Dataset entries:

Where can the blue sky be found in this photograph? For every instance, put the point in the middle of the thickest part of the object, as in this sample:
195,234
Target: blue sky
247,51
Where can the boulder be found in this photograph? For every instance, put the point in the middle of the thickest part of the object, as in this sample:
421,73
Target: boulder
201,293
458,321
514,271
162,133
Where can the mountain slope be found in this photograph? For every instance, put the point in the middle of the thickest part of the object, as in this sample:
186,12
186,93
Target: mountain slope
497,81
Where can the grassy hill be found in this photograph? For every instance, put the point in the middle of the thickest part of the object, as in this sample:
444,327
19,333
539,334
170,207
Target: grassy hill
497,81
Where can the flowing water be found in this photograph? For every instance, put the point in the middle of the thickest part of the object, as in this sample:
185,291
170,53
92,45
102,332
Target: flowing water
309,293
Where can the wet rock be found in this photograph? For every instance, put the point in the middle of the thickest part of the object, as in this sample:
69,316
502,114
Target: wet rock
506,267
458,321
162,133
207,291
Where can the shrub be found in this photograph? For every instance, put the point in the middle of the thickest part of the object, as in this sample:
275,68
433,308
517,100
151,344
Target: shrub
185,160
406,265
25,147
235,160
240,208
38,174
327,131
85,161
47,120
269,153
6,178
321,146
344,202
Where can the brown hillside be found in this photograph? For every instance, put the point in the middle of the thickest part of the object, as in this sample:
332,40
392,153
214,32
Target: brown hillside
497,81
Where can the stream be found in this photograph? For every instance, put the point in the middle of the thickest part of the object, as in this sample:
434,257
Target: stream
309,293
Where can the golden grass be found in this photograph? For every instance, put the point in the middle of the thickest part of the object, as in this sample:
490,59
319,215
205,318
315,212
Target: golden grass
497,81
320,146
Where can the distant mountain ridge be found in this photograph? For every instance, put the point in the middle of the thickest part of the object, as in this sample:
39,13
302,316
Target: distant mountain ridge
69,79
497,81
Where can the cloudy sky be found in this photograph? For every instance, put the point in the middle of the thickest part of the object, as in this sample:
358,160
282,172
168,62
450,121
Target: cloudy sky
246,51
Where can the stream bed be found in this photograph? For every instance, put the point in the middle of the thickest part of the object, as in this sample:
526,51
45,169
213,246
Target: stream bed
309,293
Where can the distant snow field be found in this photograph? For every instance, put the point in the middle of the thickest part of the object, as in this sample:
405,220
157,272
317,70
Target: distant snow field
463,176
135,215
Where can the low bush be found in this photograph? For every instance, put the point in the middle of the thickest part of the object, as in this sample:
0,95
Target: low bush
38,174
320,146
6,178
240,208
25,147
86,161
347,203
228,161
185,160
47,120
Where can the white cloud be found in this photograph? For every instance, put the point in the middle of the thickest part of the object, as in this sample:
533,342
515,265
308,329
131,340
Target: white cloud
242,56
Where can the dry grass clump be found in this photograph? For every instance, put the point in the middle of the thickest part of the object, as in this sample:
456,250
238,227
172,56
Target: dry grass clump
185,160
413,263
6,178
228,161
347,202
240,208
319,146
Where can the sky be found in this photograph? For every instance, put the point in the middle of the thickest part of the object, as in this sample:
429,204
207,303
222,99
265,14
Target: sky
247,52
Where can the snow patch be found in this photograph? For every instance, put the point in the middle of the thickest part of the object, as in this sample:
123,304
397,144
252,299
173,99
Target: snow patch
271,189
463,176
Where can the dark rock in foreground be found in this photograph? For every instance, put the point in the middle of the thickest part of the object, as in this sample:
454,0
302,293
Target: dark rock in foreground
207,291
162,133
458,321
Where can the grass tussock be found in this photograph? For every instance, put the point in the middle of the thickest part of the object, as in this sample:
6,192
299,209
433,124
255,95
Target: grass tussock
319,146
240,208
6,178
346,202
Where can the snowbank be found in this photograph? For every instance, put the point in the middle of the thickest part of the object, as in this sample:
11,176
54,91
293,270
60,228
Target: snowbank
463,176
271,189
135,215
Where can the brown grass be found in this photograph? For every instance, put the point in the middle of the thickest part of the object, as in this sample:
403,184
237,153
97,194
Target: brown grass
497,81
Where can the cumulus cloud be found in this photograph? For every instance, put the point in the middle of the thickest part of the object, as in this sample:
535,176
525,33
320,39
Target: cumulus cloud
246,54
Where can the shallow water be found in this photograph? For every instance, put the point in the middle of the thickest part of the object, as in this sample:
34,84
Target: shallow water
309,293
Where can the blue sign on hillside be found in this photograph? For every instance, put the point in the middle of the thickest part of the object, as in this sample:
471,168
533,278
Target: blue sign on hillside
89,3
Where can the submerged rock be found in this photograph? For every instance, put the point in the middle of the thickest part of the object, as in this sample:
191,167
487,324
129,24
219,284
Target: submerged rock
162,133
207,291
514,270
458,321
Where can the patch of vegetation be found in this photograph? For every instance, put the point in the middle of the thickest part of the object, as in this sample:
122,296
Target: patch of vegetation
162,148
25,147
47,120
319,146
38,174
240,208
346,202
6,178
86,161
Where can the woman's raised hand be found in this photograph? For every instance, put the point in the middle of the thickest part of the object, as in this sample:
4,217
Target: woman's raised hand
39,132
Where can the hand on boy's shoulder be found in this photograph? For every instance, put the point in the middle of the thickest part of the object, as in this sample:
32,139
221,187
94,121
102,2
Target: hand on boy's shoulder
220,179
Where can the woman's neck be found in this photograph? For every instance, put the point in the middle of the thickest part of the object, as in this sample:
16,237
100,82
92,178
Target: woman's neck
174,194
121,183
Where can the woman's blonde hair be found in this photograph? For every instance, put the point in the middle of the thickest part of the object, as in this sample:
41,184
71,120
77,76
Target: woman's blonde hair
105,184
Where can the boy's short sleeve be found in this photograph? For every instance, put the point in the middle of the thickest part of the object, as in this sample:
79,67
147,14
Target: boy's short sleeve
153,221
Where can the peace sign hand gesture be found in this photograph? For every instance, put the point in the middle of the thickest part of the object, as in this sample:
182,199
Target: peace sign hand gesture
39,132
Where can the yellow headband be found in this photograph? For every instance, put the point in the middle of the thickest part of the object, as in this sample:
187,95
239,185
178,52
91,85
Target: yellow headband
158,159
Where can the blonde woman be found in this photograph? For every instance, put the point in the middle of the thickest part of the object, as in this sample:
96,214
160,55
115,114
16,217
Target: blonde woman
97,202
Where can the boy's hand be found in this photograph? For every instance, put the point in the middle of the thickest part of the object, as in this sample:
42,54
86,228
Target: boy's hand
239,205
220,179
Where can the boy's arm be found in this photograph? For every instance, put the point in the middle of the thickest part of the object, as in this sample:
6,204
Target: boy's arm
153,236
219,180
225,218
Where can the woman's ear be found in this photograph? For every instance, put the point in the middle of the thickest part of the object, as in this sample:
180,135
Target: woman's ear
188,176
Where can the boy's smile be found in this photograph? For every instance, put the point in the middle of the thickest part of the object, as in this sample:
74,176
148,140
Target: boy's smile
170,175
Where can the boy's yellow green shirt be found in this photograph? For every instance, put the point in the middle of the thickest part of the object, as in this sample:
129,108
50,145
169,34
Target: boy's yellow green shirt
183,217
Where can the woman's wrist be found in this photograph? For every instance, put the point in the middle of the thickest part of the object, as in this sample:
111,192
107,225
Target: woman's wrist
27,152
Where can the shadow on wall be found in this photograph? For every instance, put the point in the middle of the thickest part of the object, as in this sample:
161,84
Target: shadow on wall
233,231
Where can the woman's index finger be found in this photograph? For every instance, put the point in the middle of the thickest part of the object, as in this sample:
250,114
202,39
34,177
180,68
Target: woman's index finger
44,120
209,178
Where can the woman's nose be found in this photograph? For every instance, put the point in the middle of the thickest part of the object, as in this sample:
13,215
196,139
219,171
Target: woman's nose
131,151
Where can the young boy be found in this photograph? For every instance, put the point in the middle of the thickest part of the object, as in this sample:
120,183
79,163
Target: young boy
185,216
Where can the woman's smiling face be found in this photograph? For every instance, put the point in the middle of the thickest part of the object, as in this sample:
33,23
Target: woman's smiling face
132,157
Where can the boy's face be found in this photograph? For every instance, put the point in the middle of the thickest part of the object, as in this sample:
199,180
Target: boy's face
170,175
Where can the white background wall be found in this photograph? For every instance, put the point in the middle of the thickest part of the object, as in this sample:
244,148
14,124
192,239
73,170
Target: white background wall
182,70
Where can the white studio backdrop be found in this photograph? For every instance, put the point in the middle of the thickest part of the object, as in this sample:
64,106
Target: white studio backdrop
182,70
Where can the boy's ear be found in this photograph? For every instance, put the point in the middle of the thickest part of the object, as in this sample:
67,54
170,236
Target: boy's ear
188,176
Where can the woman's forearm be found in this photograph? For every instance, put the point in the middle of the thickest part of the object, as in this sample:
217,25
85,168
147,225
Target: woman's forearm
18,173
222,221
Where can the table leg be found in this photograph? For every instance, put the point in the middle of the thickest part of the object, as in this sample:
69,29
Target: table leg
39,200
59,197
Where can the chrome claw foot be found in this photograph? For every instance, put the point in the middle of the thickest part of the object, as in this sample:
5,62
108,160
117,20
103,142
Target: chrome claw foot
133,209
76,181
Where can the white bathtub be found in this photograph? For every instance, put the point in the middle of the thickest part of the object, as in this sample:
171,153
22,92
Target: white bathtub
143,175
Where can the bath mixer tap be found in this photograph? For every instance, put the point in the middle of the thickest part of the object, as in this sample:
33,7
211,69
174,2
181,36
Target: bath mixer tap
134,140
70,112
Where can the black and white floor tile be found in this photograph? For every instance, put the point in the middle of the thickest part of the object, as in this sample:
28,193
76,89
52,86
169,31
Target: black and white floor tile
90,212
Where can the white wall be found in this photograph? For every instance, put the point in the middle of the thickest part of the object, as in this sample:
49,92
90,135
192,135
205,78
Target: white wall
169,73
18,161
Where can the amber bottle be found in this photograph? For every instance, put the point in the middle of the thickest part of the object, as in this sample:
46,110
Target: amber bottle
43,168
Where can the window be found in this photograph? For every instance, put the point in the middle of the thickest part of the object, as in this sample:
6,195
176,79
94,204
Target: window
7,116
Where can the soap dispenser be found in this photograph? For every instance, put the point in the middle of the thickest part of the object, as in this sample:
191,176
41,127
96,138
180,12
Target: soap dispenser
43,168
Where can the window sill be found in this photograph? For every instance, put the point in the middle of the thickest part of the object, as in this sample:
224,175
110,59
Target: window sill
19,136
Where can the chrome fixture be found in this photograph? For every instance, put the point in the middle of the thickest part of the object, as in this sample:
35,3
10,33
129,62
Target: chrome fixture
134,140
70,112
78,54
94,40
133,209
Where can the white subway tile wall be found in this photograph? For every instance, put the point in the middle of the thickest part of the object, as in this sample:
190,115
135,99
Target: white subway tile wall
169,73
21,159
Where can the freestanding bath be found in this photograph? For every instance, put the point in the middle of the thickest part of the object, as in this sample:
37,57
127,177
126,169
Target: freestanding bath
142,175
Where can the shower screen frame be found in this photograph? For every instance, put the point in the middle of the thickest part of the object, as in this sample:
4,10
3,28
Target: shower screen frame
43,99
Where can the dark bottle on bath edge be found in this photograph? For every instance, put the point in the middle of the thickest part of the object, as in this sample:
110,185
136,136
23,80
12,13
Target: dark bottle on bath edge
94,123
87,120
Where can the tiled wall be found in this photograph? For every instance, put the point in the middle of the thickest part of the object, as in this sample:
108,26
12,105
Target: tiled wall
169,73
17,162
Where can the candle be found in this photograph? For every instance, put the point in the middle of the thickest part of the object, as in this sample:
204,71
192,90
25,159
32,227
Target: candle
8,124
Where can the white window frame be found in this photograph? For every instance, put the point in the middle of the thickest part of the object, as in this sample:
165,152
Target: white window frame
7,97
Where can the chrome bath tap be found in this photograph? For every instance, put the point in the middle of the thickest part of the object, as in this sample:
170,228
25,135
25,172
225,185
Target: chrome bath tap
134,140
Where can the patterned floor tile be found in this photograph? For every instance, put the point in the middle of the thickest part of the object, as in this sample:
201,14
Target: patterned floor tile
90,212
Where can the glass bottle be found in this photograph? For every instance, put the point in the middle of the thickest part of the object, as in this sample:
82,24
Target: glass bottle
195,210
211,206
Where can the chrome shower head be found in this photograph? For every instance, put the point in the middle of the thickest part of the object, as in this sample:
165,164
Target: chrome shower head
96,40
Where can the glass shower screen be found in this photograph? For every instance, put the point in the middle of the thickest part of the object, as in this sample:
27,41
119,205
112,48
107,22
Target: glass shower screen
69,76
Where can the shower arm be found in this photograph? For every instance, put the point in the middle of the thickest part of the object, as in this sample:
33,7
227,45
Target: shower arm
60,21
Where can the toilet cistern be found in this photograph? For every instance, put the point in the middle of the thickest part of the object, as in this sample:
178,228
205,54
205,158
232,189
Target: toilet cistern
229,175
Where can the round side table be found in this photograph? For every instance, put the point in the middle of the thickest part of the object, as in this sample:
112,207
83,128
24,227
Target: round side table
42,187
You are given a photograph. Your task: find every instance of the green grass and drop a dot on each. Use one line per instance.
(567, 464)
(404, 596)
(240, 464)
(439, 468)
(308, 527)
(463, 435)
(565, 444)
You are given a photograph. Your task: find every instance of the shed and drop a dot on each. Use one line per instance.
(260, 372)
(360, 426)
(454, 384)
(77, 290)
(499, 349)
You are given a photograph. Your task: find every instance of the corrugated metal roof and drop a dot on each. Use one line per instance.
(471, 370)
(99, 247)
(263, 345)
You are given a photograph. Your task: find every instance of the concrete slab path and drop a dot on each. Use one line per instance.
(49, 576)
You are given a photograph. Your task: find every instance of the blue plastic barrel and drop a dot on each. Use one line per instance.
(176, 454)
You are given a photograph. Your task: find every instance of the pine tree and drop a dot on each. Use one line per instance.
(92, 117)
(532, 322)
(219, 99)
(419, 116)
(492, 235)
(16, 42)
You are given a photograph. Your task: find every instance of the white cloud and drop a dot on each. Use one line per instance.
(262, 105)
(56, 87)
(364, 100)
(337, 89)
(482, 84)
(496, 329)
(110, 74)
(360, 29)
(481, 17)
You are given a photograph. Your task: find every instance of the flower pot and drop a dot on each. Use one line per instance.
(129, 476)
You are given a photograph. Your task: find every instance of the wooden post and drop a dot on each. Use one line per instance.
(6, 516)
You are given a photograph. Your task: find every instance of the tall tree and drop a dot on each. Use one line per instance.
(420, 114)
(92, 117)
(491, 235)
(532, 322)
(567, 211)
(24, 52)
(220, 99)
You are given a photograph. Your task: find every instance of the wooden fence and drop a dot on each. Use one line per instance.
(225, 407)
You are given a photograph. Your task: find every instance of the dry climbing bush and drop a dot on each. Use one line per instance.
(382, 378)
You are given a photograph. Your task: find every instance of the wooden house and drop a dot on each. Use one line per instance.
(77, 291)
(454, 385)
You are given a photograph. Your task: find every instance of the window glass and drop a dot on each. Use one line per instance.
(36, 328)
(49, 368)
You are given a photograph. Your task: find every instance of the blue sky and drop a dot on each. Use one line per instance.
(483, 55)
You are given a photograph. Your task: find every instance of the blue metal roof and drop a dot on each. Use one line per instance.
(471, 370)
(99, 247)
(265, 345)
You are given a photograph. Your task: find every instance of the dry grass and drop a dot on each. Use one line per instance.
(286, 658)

WHAT YOU HAVE TO DO: Retype only this portion of the data above: the line containing "Target: glass shower screen", the line containing "Where can the round", and all lines between them, exactly.

OUTPUT BELOW:
Target: glass shower screen
69,76
Where can the shower arm be found in this photograph? For every instance, put the point in the middle of the thickest part of the object, as in this sample:
33,7
227,45
Target: shower arm
60,21
Where can the toilet cistern be found in this photograph? For every instance, put the point in the middle of the thickest part of the object, as in this sample:
178,228
205,54
205,158
232,189
Target: toilet cistern
229,175
Where can the round side table be found in this photograph? For every instance, put the point in the middle of the thickest part of the object, as in this sample:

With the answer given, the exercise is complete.